§ **Stated problem 1**: Retype the passage on Pussycat below in full, word for word.

+++ Document segment

In the end, Pussycat is a celebration of some kind. The lyrical subjects are dark, but the music wins and lifts you up. “Sex Machine” is not the James Brown song but a crunch-guitar driven promise from a lover to build a machine that will do “all of the things you want a girl to”. The thing has “countless functions and screens”, and it promises to fulfill every fantasy — and you can “demean it, debase it” meaning that “Finally I’ll be free”. But how does a song this cynical get away with both a danceable groove and a soaring release that lifts you into harmonic heaven? “Impossible Song” is even better and certainly more hopeful. And it has this great chorus: “What if we tried to get along? / Sing an impossible song / Figure it out later on?” In a world of messed up relationships, you hear this song and know exactly why the narrator is in a relationship. Her appeal to her lover is the one we all fall for in the end: things are imperfect, but we need each other for that exact reason. “You could go deaf / And I could go blind”, Hatfield sings. We complete each other, but because we’re wounded.

++++++
+++ Data to process

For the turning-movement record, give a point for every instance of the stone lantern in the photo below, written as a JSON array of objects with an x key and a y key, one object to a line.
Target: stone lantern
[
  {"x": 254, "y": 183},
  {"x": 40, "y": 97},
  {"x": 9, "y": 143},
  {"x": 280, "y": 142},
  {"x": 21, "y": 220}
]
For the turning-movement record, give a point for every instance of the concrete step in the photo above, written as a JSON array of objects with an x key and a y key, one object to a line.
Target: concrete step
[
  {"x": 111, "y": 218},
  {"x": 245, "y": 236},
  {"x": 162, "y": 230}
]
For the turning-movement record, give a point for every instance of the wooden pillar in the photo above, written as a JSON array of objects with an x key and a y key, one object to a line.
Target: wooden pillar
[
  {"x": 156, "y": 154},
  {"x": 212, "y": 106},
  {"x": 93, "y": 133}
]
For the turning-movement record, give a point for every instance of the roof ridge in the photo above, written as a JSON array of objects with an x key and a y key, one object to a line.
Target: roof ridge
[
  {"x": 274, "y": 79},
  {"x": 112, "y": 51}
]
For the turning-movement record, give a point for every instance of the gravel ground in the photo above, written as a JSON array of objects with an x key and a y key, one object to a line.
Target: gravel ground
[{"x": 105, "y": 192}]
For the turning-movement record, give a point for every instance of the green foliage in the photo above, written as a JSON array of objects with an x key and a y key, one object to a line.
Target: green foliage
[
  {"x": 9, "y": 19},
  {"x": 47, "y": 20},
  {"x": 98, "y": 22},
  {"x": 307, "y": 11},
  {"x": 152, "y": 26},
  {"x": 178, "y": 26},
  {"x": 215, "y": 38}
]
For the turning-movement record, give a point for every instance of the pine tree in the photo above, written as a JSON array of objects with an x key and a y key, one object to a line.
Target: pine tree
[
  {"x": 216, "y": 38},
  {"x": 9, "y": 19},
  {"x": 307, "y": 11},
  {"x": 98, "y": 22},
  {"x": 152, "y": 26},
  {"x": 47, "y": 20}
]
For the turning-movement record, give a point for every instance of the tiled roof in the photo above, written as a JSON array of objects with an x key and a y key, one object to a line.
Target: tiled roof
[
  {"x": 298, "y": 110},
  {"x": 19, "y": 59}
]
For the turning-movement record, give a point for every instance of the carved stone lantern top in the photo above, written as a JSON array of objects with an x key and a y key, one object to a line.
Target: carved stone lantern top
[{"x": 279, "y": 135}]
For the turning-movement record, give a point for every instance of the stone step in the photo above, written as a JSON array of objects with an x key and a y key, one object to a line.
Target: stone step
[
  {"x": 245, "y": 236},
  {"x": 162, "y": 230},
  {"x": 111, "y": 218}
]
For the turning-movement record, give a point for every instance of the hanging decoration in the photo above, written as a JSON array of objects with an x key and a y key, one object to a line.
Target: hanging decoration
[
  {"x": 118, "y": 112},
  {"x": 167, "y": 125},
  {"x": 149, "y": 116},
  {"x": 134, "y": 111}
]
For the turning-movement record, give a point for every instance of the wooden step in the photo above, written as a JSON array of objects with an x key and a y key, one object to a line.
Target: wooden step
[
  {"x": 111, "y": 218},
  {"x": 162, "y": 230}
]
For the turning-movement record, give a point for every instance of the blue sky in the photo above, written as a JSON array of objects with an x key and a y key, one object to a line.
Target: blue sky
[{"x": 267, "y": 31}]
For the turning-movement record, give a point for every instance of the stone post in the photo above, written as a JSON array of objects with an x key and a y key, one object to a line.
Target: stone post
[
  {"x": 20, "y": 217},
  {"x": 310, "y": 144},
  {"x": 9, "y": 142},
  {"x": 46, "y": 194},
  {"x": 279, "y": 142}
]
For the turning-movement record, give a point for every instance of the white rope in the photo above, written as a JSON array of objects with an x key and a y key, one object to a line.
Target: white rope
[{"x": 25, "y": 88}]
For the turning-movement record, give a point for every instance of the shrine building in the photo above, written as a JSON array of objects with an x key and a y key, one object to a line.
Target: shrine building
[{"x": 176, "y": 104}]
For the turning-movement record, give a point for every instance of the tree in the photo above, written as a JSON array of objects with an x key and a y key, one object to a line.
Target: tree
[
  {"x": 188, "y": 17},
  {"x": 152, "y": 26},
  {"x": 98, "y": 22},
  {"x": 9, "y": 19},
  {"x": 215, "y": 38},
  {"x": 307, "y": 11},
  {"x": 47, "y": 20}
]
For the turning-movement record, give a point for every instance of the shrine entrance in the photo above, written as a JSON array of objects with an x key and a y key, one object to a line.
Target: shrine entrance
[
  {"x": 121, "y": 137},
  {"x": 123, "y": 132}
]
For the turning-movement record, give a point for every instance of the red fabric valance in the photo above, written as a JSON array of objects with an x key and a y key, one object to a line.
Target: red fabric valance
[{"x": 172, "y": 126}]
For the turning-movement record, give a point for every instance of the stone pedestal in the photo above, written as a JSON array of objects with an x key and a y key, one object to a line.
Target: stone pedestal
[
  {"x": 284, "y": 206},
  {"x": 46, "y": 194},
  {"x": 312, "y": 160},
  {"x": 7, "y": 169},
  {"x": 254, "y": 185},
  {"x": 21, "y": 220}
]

++++++

§ **Stated problem 2**: Gather every line of the listing above that contains the word "decoration".

§ **Task result 1**:
In the end, Pussycat is a celebration of some kind. The lyrical subjects are dark, but the music wins and lifts you up. “Sex Machine” is not the James Brown song but a crunch-guitar driven promise from a lover to build a machine that will do “all of the things you want a girl to”. The thing has “countless functions and screens”, and it promises to fulfill every fantasy — and you can “demean it, debase it” meaning that “Finally I’ll be free”. But how does a song this cynical get away with both a danceable groove and a soaring release that lifts you into harmonic heaven? “Impossible Song” is even better and certainly more hopeful. And it has this great chorus: “What if we tried to get along? / Sing an impossible song / Figure it out later on?” In a world of messed up relationships, you hear this song and know exactly why the narrator is in a relationship. Her appeal to her lover is the one we all fall for in the end: things are imperfect, but we need each other for that exact reason. “You could go deaf / And I could go blind”, Hatfield sings. We complete each other, but because we’re wounded.

§ **Task result 2**:
For the turning-movement record, give a point for every instance of the hanging decoration in the photo above, written as a JSON array of objects with an x key and a y key, one object to a line.
Target: hanging decoration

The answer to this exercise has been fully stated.